> **Goal**:
Can you copy these lines word for word, covering all the records?

++++ Material shown ++++

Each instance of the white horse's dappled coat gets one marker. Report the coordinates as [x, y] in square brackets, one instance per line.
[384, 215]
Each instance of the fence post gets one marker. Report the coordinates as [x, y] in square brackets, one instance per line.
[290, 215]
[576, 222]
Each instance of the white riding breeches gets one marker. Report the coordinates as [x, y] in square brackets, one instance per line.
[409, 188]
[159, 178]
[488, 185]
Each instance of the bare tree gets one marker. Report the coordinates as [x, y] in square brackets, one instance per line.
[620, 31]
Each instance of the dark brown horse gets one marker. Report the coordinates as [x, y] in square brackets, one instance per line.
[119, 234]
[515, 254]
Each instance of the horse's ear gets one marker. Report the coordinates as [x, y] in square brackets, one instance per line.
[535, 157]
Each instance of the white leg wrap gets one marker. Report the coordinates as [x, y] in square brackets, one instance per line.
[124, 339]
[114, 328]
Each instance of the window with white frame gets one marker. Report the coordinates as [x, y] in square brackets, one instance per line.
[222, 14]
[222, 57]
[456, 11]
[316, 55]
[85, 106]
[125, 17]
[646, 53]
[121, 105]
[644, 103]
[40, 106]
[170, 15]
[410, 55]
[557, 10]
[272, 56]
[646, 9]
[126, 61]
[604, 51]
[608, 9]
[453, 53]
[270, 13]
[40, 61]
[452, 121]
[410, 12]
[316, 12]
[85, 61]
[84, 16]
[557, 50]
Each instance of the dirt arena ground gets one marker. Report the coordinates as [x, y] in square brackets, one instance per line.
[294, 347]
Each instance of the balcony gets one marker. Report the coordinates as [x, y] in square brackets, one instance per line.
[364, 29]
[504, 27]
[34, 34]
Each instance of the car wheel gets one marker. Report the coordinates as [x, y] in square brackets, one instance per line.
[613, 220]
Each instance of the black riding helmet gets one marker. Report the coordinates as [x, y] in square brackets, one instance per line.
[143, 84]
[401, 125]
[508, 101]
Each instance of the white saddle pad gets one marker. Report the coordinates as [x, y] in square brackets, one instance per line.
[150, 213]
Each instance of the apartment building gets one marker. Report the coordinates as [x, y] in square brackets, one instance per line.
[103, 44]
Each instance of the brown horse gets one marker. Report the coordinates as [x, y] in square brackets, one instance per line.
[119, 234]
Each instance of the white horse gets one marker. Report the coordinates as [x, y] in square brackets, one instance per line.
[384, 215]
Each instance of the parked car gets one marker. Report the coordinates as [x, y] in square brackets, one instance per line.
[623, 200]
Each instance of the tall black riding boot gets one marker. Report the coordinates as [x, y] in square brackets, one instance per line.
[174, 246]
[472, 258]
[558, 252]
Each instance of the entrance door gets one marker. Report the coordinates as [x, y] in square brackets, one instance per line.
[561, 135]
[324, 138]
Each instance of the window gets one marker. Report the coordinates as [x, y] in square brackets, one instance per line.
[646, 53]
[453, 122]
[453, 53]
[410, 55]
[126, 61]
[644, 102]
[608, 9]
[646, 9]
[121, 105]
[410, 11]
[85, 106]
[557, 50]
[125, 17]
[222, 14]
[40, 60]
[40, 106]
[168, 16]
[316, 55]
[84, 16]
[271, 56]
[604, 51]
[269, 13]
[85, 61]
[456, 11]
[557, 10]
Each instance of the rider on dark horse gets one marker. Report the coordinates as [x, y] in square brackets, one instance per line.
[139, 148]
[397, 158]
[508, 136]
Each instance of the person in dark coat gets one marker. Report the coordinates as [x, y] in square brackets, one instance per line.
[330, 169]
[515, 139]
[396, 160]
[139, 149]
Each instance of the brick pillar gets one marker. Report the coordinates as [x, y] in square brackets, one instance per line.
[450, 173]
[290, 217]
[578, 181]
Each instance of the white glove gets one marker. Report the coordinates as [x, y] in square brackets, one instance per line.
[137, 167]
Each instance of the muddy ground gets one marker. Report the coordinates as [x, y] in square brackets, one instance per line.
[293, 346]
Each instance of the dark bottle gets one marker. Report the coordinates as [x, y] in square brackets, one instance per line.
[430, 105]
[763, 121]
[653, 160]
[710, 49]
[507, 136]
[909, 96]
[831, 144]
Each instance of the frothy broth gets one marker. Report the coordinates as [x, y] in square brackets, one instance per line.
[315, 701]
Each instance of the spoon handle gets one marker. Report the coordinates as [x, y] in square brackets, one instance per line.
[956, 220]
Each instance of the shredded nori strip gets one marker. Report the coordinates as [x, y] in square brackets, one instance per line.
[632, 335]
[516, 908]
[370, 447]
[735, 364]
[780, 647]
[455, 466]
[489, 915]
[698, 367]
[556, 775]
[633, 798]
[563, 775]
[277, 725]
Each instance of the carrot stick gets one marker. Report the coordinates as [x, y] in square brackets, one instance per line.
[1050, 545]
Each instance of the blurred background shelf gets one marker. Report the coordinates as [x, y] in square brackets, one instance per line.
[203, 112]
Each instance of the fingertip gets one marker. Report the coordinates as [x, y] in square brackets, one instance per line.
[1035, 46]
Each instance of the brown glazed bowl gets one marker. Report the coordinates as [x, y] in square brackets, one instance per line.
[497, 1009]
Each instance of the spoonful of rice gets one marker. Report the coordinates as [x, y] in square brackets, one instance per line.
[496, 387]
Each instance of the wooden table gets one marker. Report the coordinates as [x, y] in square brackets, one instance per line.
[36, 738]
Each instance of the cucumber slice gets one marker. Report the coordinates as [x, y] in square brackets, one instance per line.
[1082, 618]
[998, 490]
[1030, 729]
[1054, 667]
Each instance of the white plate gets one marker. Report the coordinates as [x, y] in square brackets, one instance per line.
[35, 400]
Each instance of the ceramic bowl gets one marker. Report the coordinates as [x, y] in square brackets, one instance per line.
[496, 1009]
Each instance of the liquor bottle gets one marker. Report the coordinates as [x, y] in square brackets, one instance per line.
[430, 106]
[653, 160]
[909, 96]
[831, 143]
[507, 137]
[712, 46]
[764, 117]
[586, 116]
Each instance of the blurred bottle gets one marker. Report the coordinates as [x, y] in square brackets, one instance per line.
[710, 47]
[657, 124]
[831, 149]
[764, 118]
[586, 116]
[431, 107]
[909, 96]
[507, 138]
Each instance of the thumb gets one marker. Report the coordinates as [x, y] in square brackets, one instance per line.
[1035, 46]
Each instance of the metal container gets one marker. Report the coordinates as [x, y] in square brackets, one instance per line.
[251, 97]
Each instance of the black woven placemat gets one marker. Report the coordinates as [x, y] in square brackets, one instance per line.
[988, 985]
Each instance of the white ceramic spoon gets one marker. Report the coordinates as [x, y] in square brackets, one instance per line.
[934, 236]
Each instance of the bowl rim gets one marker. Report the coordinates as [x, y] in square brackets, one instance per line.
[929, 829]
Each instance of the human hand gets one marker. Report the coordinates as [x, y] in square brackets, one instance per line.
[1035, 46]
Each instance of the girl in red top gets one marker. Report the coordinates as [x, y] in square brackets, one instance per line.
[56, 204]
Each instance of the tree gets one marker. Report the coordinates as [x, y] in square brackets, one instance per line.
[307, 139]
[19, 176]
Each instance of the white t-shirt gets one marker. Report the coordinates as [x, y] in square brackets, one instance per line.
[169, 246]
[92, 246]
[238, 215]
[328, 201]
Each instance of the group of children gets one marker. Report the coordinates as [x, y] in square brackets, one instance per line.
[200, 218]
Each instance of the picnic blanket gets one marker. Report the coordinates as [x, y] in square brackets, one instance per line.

++++

> **Complete response**:
Each instance of the white horse's dappled coat gets one marker. Report the coordinates as [x, y] in square brackets, one instance per line.
[384, 215]
Each instance of the fence post gets one marker. Report the coordinates as [x, y] in square brackets, one instance per line.
[290, 215]
[576, 222]
Each instance of the white riding breeches gets one marker. Report the coordinates as [x, y] in square brackets, one instance per line.
[409, 188]
[159, 178]
[488, 185]
Each instance of the bare tree gets one marker. Report the coordinates as [x, y] in square brackets, one instance per line.
[620, 31]
Each instance of the dark brown horse gets one marker. Report the coordinates as [x, y] in square brackets, one instance per line.
[119, 234]
[515, 254]
Each instance of the horse's ear gets one marker. Report the coordinates as [x, y] in square brackets, one instance per line.
[535, 157]
Each instance of the white leg wrap gets one marker. Report the coordinates as [x, y] in square brackets, one instance per line.
[124, 339]
[114, 328]
Each instance of the window with white frame gets one marker. Report the coordinates as [x, y] in square brackets, one instance per line.
[222, 14]
[222, 57]
[456, 11]
[316, 55]
[85, 106]
[125, 17]
[646, 53]
[121, 105]
[644, 103]
[40, 106]
[170, 15]
[410, 55]
[557, 10]
[272, 56]
[646, 9]
[126, 61]
[604, 51]
[608, 9]
[453, 53]
[270, 13]
[40, 61]
[452, 121]
[410, 12]
[316, 12]
[85, 61]
[84, 16]
[557, 50]
Each instance of the dirt arena ground gets one marker. Report the coordinates as [x, y] in square brackets, one instance per line.
[294, 347]
Each instance of the balcony gets one marker. Report the coordinates as [x, y] in square brackets, one instance per line.
[364, 29]
[504, 27]
[34, 34]
Each instance of the car wheel gets one marker. Report the coordinates as [x, y] in square brackets, one instance per line.
[613, 220]
Each instance of the black riding helmet gets one marker. Report the coordinates as [x, y] in square brackets, one instance per line.
[143, 84]
[401, 125]
[508, 101]
Each instance of the white saddle pad gets one marker. Report the coordinates as [x, y] in square brackets, one instance per line.
[150, 213]
Each instance of the apartment building gets one marker. Report the coordinates as [x, y] in square brackets, one instance per line.
[103, 44]
Each instance of the brown horse gets one marker. Report the coordinates as [x, y] in square brackets, one instance per line.
[119, 234]
Each instance of the white horse gets one marker. Report the coordinates as [x, y] in square brackets, one instance per line.
[384, 215]
Each instance of the parked car gets one marker. Report the coordinates as [x, y] in square brackets, one instance per line.
[623, 200]
Each instance of the tall black riding boot gets one marker. Report the coordinates as [x, y] in square brackets, one instance per line.
[174, 246]
[472, 258]
[558, 252]
Each instance of the entrance door gets one marker. Report the coordinates as [x, y] in square brackets, one instance per line.
[561, 135]
[324, 138]
Each instance of the window gets one marker. Report the coordinates as [x, y] in square brackets, one instance per line.
[646, 53]
[453, 122]
[453, 53]
[410, 55]
[126, 61]
[644, 102]
[608, 9]
[646, 9]
[121, 105]
[410, 11]
[85, 106]
[557, 50]
[125, 17]
[222, 14]
[40, 60]
[40, 106]
[168, 16]
[316, 55]
[84, 16]
[271, 56]
[604, 51]
[269, 13]
[85, 61]
[456, 11]
[557, 10]
Each instance of the rider on dark horse gets one marker. Report the coordinates as [x, y] in square brackets, one instance per line.
[139, 148]
[397, 158]
[508, 136]
Each instance of the person in dark coat gets one marker. Report the coordinates as [x, y] in square brackets, one instance per line.
[330, 169]
[515, 139]
[396, 160]
[139, 149]
Each instance of the brick pillar gets one marker. Report the coordinates as [x, y] in square brackets, one instance per line.
[450, 173]
[290, 217]
[578, 181]
Each instance of the white glove gets one marker. Report the coordinates as [x, y] in square brackets, one instance per line.
[137, 167]
Each instance of the muddy ground gets one marker. Report the coordinates as [x, y] in square brackets, one instance per line.
[293, 346]
Each instance of the dark bottle gets one marker. Report the coordinates as [x, y] in square brackets, one instance per line.
[430, 105]
[763, 121]
[653, 160]
[710, 49]
[507, 136]
[909, 96]
[831, 144]
Each instance of the frothy broth gets one marker. Report the coordinates as [x, y] in square brackets, one instance per line.
[315, 701]
Each instance of the spoon handle gets one marker. Report the coordinates as [x, y] in square brackets, one instance per line.
[956, 220]
Each instance of the shredded nori strip gets one marker. Report the coordinates as [x, y] in square brackets, one instance per line.
[632, 335]
[516, 908]
[370, 447]
[735, 364]
[780, 647]
[455, 466]
[489, 915]
[698, 367]
[556, 775]
[633, 798]
[563, 775]
[277, 725]
Each instance of the carrot stick gets one marker. Report the coordinates as [x, y] in square brackets, one instance per line.
[1050, 545]
Each instance of the blurred background shelf gets one marker. Report the coordinates as [x, y] in square brackets, one instance per line.
[203, 112]
Each instance of the fingertip gets one marker. Report the coordinates as [x, y] in square brackets, one instance per line.
[1035, 46]
Each instance of the brown glazed bowl gets one marker. Report the coordinates as [x, y] in square brackets, one instance per line.
[497, 1009]
Each instance of the spoonful of rice gets one marker. Report the coordinates as [x, y] in square brackets, one instance per line.
[496, 387]
Each instance of the wooden table gets one marker. Report the coordinates as [x, y] in square brackets, one instance per line.
[36, 738]
Each instance of the cucumber slice gets one marker. Report the coordinates as [x, y] in square brackets, one instance per line.
[1082, 618]
[998, 490]
[1030, 729]
[1054, 667]
Each instance of the white plate gets one marker. Report the coordinates as [x, y] in square brackets, one instance per line.
[35, 400]
Each instance of the ceramic bowl gets one marker. Report the coordinates as [x, y] in square brackets, one instance per line.
[496, 1009]
Each instance of the liquor bottle gets one marker. Report the coordinates as [x, y] in square brackets, one instance per line.
[430, 106]
[653, 160]
[909, 96]
[831, 143]
[507, 137]
[712, 46]
[764, 117]
[586, 116]
Each instance of the blurred bottle gets one marker. Report the coordinates as [x, y] in square brackets, one instance per line.
[710, 47]
[657, 124]
[831, 149]
[764, 118]
[586, 116]
[431, 107]
[909, 96]
[507, 138]
Each instance of the thumb gets one marker. Report the coordinates as [x, y] in square brackets, one instance per line.
[1035, 46]
Each instance of the metal container gets one marker. Report the coordinates as [x, y] in square brackets, one instance per line.
[251, 97]
Each instance of the black woven placemat gets one marker. Report the coordinates as [x, y] in square brackets, one instance per line.
[988, 985]
Each instance of the white ceramic spoon gets one marker. Report the coordinates as [x, y] in square brackets, one instance per line.
[934, 236]
Each instance of the bowl rim gets one marker. Report the coordinates as [x, y] in square brackets, one instance per line.
[929, 829]
Each instance of the human hand gets one marker. Report the coordinates as [x, y] in square brackets, one instance per line.
[1035, 46]
Each instance of the girl in red top gets one marker. Report the coordinates as [x, y] in square brackets, one instance per line.
[56, 204]
Each instance of the tree gets one marker. Report the coordinates as [x, y] in square brackets, one instance per line.
[307, 139]
[19, 176]
Each instance of the white t-shirt gets one marker. Report the coordinates as [x, y] in square brackets, one instance per line.
[169, 246]
[92, 246]
[238, 215]
[328, 201]
Each instance of the group of children gets one marker. Report the coordinates as [x, y] in square brackets, one instance per line.
[200, 218]
Each instance of the picnic blanket gets one marker. Report the coordinates as [x, y] in square brackets, one instance per line.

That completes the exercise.